Data records
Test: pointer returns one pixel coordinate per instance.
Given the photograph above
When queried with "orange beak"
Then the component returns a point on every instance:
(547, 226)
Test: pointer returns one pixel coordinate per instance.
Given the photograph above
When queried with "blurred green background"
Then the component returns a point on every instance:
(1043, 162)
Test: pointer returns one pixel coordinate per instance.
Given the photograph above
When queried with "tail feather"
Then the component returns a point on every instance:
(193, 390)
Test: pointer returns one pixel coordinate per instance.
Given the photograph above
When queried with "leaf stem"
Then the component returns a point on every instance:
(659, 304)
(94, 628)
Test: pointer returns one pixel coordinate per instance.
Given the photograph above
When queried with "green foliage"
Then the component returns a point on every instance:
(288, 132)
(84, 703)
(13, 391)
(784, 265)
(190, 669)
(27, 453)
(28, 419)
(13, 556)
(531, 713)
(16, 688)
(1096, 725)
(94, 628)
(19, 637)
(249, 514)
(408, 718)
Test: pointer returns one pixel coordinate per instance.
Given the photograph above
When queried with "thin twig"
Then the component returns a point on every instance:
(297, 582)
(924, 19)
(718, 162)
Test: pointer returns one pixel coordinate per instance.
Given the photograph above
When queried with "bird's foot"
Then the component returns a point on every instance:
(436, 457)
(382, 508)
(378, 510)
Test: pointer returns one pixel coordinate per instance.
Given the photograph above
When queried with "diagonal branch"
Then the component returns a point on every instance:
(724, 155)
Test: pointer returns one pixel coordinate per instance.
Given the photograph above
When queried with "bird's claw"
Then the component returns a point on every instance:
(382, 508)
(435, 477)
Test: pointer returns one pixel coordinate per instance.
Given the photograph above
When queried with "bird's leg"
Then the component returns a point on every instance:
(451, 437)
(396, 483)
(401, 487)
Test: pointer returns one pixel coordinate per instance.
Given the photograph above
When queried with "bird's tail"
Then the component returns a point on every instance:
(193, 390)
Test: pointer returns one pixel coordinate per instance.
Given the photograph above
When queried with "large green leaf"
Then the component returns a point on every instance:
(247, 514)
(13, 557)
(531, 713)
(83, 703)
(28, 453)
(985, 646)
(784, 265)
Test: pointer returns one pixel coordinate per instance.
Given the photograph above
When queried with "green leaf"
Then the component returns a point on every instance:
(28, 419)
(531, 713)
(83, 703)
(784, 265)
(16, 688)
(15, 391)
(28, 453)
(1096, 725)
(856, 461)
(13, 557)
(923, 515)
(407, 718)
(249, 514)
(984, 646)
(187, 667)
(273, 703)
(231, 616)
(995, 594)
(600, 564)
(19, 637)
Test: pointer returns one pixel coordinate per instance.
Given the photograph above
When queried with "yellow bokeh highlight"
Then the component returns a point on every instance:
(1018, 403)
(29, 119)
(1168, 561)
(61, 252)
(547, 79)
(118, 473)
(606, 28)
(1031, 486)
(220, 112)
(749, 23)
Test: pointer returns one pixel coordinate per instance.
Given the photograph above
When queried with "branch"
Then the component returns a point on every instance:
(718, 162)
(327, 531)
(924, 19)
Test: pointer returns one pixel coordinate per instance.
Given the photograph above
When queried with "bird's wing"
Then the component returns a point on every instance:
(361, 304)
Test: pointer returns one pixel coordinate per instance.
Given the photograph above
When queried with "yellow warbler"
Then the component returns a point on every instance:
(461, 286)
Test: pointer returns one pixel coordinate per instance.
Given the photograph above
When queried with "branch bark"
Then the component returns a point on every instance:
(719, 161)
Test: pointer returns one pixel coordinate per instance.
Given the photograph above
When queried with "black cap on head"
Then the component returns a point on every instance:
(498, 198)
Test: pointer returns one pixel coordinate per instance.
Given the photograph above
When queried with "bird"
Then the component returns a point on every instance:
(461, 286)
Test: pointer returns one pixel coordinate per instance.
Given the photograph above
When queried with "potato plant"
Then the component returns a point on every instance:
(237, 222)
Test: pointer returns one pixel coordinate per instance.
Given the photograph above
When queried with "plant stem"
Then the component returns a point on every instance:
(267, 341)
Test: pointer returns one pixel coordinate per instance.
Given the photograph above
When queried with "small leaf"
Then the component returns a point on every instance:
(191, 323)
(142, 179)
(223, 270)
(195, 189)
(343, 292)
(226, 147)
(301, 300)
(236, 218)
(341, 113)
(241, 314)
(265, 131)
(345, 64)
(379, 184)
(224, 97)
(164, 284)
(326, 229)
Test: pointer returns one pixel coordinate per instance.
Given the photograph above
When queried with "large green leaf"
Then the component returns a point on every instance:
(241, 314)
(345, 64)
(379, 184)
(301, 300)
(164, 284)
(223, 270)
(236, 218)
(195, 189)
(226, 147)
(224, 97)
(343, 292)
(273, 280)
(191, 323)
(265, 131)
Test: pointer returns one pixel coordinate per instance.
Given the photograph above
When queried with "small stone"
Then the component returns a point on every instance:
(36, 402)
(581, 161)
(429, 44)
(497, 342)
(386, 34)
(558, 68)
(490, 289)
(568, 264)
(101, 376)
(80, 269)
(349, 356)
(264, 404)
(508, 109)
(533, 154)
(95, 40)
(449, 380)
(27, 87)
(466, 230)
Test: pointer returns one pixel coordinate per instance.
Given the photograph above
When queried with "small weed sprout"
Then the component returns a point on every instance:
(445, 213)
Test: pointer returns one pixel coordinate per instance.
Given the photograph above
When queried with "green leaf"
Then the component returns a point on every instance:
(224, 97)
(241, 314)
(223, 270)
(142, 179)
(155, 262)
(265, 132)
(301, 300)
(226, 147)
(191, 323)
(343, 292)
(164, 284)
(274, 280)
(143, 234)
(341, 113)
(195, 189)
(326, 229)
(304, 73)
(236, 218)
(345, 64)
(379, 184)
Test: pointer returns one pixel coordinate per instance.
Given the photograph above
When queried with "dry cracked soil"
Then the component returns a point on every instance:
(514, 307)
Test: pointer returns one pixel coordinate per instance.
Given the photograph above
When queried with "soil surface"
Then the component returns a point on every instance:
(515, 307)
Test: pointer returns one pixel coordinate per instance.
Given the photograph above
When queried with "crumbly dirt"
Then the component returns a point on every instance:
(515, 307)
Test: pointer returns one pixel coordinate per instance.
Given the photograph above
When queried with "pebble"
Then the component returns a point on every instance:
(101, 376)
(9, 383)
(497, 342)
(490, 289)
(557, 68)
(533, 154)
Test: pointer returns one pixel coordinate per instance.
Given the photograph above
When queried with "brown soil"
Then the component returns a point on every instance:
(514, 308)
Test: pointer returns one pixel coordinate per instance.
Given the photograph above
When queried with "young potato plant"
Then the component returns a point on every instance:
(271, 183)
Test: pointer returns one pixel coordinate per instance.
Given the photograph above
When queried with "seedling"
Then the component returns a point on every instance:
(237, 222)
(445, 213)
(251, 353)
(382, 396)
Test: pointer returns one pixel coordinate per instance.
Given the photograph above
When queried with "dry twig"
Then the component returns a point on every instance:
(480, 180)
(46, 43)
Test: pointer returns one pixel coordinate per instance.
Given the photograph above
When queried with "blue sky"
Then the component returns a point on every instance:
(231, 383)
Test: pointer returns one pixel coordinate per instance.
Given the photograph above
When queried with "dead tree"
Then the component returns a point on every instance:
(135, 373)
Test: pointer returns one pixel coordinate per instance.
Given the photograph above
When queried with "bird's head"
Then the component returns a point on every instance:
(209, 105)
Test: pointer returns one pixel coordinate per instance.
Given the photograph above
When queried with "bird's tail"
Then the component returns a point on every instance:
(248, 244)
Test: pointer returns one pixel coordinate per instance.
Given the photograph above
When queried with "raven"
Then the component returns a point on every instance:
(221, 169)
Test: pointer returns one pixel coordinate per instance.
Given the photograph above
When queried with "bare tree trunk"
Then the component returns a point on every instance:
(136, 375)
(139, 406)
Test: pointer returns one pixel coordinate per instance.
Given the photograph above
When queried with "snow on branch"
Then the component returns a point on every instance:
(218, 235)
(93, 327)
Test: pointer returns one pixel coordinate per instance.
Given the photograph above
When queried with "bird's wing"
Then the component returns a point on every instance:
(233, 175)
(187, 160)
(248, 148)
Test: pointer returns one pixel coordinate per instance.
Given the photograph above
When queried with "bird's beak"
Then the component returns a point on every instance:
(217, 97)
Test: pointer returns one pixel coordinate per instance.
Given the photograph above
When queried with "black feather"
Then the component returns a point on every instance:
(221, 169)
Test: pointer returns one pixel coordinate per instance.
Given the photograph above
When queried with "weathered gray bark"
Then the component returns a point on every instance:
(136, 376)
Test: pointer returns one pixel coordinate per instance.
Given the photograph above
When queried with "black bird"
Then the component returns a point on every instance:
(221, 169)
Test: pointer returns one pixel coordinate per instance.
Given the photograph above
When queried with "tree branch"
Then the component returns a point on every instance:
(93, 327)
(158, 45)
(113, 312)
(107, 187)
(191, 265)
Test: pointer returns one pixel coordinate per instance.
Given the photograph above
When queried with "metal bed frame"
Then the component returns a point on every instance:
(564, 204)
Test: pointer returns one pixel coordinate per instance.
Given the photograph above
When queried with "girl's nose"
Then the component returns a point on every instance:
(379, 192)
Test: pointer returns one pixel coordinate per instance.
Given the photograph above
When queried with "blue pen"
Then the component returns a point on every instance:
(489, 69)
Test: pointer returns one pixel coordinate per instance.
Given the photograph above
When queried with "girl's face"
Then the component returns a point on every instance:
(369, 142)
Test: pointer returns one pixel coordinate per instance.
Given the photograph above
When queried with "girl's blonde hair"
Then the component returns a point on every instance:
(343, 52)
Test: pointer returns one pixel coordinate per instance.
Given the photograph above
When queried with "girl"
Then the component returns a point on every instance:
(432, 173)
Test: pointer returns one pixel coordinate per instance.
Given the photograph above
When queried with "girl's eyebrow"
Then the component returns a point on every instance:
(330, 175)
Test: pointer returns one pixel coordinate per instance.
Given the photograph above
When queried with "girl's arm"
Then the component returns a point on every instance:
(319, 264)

Problem details
Show each line of the listing that holds the string "yellow".

Solution to this problem
When queried with "yellow bokeh highlight"
When queried with "yellow warbler"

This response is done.